WORK TASK -> Read the data, and whenever a line holds the word "plastic", report that line.

EXERCISE DATA ->
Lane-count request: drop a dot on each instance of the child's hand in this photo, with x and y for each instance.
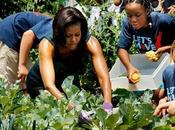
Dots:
(133, 78)
(152, 56)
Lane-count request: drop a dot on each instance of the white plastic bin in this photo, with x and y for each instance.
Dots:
(151, 73)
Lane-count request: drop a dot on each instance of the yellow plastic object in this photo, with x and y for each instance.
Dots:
(135, 77)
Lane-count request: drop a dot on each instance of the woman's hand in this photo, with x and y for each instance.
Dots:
(162, 111)
(171, 10)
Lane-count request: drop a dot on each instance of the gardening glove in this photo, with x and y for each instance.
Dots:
(107, 107)
(85, 116)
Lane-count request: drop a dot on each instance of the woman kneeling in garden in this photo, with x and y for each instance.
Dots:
(64, 51)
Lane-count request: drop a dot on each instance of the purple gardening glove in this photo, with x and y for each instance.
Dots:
(85, 116)
(107, 107)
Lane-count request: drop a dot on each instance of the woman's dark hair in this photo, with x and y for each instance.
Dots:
(145, 3)
(65, 17)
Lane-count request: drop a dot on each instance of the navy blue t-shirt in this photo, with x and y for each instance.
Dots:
(161, 33)
(13, 27)
(168, 3)
(169, 81)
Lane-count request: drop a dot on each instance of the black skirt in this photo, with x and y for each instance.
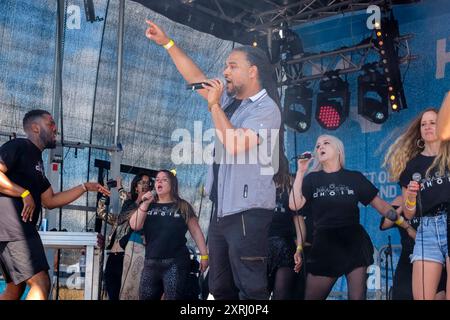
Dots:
(338, 251)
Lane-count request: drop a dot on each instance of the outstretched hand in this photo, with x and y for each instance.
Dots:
(303, 164)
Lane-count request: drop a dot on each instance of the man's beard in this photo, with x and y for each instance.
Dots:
(47, 140)
(233, 91)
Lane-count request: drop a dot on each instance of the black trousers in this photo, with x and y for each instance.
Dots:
(238, 250)
(113, 275)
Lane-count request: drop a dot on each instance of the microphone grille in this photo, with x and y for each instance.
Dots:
(417, 177)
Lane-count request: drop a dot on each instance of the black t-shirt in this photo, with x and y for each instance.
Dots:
(282, 222)
(229, 111)
(434, 189)
(165, 232)
(305, 211)
(334, 197)
(26, 169)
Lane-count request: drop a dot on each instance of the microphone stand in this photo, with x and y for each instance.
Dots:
(387, 254)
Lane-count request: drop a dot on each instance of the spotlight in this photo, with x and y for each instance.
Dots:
(298, 107)
(385, 41)
(372, 95)
(332, 101)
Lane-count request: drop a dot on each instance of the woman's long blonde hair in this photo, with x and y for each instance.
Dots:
(317, 166)
(407, 147)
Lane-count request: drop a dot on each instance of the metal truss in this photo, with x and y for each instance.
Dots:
(306, 11)
(346, 60)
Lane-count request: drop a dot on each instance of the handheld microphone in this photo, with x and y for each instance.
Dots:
(391, 215)
(417, 177)
(196, 86)
(303, 156)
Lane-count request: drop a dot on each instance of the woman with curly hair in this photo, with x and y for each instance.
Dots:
(419, 160)
(340, 244)
(165, 217)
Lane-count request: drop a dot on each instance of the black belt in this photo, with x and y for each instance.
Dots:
(116, 253)
(438, 210)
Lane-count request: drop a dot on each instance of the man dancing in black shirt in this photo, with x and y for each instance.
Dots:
(24, 189)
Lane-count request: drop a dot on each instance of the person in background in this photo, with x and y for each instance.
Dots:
(443, 123)
(402, 282)
(340, 246)
(164, 218)
(282, 278)
(420, 161)
(133, 262)
(24, 190)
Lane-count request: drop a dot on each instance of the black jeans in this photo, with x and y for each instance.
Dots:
(238, 250)
(113, 275)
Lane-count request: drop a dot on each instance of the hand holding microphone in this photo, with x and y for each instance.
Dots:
(413, 192)
(303, 161)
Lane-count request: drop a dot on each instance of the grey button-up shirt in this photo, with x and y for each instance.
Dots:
(247, 183)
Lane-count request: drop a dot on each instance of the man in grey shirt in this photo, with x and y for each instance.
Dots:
(240, 181)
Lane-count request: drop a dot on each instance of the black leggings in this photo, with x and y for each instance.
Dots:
(168, 276)
(319, 287)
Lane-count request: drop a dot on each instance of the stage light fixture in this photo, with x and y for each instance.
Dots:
(332, 101)
(373, 95)
(385, 41)
(298, 107)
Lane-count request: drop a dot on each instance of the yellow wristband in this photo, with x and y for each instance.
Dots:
(399, 221)
(25, 194)
(169, 44)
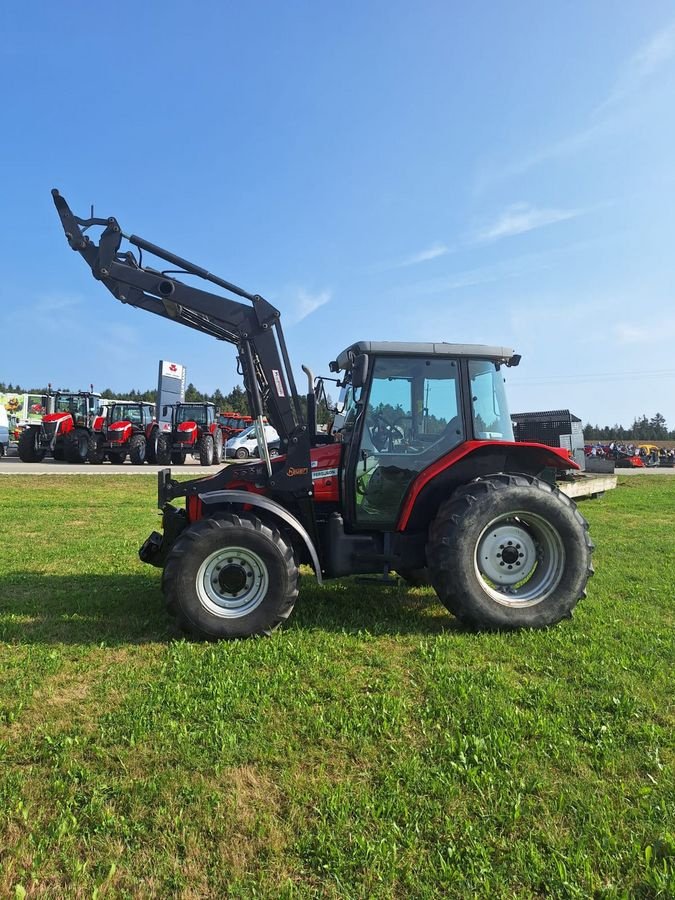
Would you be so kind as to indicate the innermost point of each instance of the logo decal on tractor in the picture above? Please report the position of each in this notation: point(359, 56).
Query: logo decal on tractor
point(324, 473)
point(278, 383)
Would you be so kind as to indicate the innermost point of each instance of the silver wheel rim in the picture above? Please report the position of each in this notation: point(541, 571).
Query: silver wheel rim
point(232, 582)
point(519, 559)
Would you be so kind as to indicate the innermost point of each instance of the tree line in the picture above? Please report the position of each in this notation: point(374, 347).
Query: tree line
point(642, 429)
point(235, 401)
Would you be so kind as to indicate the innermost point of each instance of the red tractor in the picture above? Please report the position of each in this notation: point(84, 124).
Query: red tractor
point(128, 428)
point(193, 430)
point(420, 473)
point(233, 423)
point(64, 431)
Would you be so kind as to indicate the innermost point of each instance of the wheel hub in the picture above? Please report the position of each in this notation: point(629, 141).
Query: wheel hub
point(232, 578)
point(232, 582)
point(507, 554)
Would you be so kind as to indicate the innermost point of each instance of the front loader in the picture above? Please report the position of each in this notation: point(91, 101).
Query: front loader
point(420, 473)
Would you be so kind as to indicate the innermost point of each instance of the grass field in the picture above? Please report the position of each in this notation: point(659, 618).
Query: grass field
point(371, 749)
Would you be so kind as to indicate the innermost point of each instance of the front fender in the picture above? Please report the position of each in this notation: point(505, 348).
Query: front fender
point(241, 498)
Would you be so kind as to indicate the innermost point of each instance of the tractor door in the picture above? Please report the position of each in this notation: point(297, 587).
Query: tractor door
point(408, 415)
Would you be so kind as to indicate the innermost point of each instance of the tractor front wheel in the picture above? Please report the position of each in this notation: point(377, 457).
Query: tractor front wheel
point(95, 453)
point(162, 450)
point(217, 447)
point(76, 445)
point(29, 445)
point(232, 576)
point(137, 448)
point(509, 551)
point(205, 449)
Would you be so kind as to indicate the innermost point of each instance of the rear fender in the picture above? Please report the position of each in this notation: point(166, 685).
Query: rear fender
point(473, 459)
point(248, 498)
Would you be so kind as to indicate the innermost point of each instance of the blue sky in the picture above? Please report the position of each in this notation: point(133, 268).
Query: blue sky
point(490, 172)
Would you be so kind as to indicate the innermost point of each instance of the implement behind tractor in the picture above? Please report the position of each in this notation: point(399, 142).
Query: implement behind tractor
point(420, 473)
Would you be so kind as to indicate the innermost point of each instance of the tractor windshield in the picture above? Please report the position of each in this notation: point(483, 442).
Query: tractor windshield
point(127, 412)
point(191, 413)
point(72, 403)
point(491, 419)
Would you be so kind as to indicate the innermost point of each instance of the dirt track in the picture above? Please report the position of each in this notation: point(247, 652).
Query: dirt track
point(12, 465)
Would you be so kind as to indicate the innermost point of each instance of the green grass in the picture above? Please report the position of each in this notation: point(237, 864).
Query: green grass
point(373, 748)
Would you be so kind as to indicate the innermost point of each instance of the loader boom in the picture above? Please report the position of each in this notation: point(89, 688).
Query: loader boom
point(253, 327)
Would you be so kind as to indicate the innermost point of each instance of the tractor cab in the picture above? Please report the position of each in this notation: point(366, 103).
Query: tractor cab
point(82, 406)
point(406, 406)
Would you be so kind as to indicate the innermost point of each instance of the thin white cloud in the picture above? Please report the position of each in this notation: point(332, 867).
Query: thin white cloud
point(305, 303)
point(522, 217)
point(630, 333)
point(645, 62)
point(433, 252)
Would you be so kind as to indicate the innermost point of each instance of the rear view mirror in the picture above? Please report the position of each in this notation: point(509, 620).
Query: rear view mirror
point(360, 371)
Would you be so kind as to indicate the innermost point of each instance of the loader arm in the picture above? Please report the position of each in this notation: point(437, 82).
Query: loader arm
point(253, 327)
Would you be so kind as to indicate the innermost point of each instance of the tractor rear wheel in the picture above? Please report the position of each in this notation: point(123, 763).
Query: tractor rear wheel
point(29, 445)
point(205, 448)
point(151, 447)
point(95, 453)
point(509, 551)
point(162, 450)
point(137, 447)
point(231, 576)
point(76, 445)
point(217, 447)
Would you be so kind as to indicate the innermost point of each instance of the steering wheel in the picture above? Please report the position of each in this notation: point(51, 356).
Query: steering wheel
point(383, 433)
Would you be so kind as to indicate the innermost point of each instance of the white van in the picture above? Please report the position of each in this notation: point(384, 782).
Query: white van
point(4, 431)
point(241, 446)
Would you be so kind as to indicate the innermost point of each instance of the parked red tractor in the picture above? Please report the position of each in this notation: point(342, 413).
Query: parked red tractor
point(421, 474)
point(233, 423)
point(64, 431)
point(193, 430)
point(129, 428)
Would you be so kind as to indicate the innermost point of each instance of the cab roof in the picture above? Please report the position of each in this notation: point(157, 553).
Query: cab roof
point(442, 350)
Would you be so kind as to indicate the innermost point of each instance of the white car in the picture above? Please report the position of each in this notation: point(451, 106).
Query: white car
point(242, 445)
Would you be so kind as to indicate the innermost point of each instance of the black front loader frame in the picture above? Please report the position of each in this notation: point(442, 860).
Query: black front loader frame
point(255, 330)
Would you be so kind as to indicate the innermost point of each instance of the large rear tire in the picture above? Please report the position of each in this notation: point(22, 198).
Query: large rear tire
point(137, 447)
point(509, 551)
point(205, 450)
point(76, 445)
point(232, 576)
point(29, 445)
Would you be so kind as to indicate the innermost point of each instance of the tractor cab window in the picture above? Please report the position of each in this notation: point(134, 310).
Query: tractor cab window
point(491, 419)
point(196, 413)
point(411, 418)
point(124, 413)
point(76, 406)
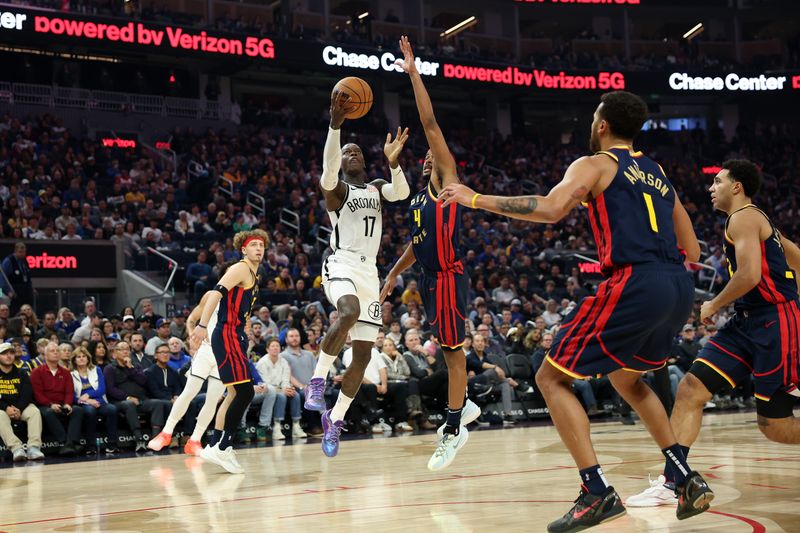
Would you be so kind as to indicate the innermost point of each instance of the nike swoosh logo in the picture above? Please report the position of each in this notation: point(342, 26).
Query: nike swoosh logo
point(576, 515)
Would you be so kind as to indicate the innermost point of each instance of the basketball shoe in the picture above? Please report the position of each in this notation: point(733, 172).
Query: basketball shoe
point(589, 510)
point(331, 431)
point(315, 395)
point(224, 458)
point(659, 493)
point(447, 449)
point(192, 447)
point(159, 441)
point(694, 496)
point(469, 413)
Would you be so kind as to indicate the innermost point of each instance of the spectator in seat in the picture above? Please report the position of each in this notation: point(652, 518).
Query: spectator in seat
point(65, 354)
point(66, 322)
point(16, 404)
point(277, 376)
point(487, 369)
point(177, 354)
point(99, 353)
point(162, 336)
point(302, 364)
point(137, 352)
point(53, 393)
point(126, 388)
point(48, 327)
point(89, 385)
point(83, 333)
point(199, 277)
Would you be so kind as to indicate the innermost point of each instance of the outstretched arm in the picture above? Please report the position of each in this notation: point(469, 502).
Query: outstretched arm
point(398, 189)
point(332, 188)
point(580, 178)
point(443, 159)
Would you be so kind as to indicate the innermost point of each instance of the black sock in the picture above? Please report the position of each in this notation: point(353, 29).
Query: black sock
point(453, 422)
point(593, 480)
point(669, 473)
point(225, 440)
point(676, 463)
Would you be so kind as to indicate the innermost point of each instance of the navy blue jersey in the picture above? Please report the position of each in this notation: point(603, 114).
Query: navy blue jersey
point(632, 219)
point(235, 309)
point(778, 282)
point(435, 232)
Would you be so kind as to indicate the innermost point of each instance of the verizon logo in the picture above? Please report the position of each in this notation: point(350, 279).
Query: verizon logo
point(46, 261)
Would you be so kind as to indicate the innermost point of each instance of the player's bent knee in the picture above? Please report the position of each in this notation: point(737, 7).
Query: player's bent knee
point(698, 387)
point(780, 430)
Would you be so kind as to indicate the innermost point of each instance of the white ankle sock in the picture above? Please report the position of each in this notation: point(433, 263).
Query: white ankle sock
point(341, 407)
point(324, 363)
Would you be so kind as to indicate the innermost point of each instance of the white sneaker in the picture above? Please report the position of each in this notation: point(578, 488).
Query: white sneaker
point(469, 413)
point(297, 431)
point(447, 449)
point(657, 494)
point(223, 458)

SOLUTION FOR THIS PROBLEM ->
Lane-count request: drop a dot on each instance of the white plastic bin in this photo, with x and y for each instance.
Lane-count request: drop a dot on each instance of the yellow plastic object in this photo, with x and y for each instance.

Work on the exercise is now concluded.